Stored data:
=== Begin Enclosure ===
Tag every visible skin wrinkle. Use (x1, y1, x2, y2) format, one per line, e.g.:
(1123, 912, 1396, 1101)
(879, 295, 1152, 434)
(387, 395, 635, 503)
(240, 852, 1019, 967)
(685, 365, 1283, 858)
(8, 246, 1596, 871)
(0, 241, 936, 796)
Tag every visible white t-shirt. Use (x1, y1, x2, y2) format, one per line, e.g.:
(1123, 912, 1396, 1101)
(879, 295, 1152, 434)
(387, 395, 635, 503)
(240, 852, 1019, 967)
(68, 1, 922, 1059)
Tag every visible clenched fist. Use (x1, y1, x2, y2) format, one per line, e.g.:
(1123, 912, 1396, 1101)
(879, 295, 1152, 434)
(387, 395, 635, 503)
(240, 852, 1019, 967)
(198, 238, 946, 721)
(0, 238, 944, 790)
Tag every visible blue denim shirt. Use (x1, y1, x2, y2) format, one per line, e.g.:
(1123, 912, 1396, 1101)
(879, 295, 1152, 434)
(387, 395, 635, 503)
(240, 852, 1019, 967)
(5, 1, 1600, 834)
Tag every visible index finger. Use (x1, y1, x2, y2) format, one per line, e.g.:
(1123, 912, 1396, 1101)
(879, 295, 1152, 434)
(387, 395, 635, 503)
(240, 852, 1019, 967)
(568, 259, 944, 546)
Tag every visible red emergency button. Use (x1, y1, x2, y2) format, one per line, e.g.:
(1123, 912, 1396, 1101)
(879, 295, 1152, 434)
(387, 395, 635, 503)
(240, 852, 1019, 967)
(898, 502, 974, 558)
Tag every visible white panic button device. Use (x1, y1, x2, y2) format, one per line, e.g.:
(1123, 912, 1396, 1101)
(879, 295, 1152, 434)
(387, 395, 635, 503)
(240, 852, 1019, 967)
=== End Enclosure ===
- TO DO:
Taking the line containing "Tag every visible index" as the first, please return it and every line after it through the end of the entries, exactly and only those.

- TASK OUTPUT:
Tag every visible index finger. Use (x1, y1, x2, y2) format, one per line, e.g.:
(1123, 912, 1396, 1101)
(879, 295, 1152, 434)
(387, 395, 635, 503)
(240, 852, 1019, 967)
(568, 259, 944, 546)
Tag every visible red emergency button. Use (x1, y1, x2, y2) format, one per line, e.g.:
(1123, 912, 1396, 1101)
(879, 295, 1152, 434)
(387, 395, 635, 503)
(240, 852, 1019, 967)
(898, 502, 974, 558)
Tag every visible white panic button device. Use (x1, y1, x2, y2) format, one per line, e.g.:
(1123, 912, 1396, 1101)
(879, 295, 1152, 434)
(387, 395, 635, 503)
(240, 852, 1019, 967)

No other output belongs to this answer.